## LISTED ENTRIES
━━━━━━━━━━━━━━━━━━━━━━━━━━━━━━

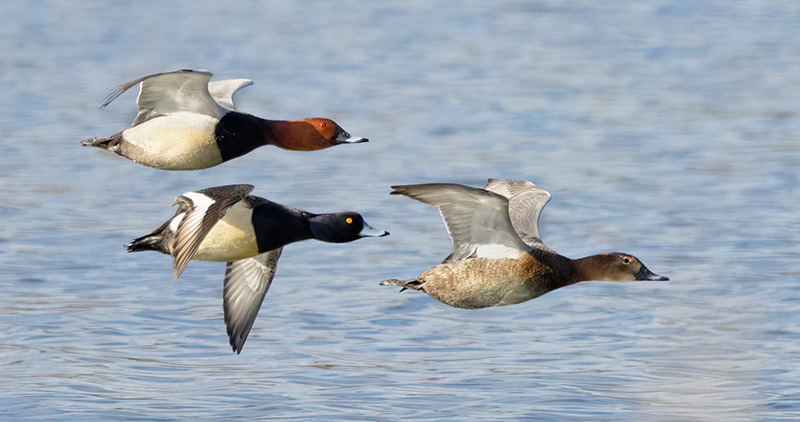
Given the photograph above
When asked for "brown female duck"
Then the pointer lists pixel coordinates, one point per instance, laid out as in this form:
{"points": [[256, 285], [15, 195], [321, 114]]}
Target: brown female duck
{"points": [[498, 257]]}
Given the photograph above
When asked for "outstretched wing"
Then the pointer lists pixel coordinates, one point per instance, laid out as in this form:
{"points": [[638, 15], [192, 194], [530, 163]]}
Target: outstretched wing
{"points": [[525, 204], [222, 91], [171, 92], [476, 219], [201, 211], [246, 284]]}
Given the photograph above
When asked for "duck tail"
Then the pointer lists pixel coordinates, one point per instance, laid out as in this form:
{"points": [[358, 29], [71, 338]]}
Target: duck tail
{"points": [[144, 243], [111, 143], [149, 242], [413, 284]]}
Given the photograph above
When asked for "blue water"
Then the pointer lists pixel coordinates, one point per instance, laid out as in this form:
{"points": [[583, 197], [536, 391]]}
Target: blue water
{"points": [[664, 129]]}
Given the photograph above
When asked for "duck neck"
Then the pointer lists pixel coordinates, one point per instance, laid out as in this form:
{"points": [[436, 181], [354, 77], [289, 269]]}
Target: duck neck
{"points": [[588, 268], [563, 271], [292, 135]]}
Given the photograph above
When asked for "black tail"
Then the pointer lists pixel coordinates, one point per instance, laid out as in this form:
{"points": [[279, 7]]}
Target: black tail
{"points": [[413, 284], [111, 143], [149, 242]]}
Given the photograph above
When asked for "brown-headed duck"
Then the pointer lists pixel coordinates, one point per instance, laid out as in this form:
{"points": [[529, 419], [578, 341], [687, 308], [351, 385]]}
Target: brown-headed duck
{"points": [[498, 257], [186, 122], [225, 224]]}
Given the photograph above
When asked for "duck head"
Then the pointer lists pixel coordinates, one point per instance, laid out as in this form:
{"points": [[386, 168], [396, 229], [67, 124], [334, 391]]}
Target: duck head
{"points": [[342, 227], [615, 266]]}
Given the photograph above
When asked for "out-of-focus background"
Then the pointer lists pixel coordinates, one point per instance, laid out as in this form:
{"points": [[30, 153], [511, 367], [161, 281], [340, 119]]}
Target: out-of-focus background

━━━━━━━━━━━━━━━━━━━━━━━━━━━━━━

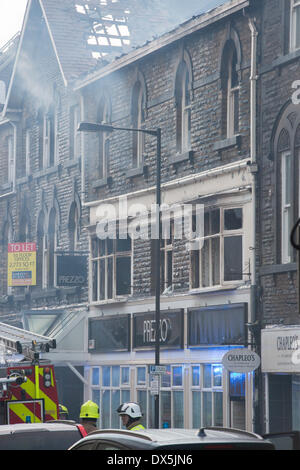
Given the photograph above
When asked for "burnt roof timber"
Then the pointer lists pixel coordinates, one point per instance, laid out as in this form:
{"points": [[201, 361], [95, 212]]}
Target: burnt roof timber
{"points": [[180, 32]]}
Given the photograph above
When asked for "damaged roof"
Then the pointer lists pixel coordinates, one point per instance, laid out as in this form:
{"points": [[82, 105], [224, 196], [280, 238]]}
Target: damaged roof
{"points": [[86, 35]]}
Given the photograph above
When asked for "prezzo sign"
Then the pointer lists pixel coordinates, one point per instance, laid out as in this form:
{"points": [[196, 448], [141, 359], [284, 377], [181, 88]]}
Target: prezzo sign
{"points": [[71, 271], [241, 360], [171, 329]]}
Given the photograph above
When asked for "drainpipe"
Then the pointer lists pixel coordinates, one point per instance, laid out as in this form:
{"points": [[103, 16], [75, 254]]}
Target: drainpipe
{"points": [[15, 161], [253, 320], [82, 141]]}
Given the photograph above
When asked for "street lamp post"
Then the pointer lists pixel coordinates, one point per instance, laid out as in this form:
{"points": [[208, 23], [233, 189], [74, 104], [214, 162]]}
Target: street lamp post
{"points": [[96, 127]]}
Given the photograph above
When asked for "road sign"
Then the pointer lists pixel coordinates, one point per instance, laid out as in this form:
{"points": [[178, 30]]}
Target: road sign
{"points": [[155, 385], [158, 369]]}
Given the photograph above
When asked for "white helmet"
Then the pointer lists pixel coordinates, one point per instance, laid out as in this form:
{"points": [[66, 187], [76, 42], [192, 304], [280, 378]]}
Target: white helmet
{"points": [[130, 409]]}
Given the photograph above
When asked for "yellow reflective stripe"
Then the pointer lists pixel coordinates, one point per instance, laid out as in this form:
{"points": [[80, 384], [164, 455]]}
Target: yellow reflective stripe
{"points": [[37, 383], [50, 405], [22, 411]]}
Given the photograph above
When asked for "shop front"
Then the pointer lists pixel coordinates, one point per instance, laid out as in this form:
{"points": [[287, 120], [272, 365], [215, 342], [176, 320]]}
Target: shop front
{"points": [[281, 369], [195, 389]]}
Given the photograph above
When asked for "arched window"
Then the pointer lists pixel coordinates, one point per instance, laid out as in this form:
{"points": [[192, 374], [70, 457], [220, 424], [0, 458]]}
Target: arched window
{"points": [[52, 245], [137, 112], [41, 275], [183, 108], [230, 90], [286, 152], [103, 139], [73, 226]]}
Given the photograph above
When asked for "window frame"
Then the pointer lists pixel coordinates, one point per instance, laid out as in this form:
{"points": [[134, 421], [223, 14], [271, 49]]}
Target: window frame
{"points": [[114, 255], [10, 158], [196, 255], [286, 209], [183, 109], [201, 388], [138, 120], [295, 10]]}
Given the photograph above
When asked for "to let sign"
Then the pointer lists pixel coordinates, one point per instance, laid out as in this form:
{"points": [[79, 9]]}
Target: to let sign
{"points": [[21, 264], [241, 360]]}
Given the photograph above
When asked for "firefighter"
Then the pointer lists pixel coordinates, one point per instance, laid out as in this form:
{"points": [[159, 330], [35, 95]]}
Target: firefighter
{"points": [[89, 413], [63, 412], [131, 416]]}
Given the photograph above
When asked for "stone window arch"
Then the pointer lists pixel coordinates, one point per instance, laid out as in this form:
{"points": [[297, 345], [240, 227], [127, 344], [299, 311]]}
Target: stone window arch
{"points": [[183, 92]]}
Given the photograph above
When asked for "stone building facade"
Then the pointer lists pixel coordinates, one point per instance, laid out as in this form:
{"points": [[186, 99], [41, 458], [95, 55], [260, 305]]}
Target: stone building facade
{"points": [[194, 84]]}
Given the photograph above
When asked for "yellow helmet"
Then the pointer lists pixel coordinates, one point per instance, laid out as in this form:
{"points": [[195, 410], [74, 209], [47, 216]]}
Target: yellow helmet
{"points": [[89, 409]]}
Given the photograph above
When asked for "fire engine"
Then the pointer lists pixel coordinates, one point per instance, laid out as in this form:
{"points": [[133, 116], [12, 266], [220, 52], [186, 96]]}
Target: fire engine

━━━━━━━━━━━━━━━━━━━━━━━━━━━━━━

## WORK TO DO
Report every line of the data above that contains the word "road".

## SOLVED PROBLEM
When asked for "road sign"
Target: road sign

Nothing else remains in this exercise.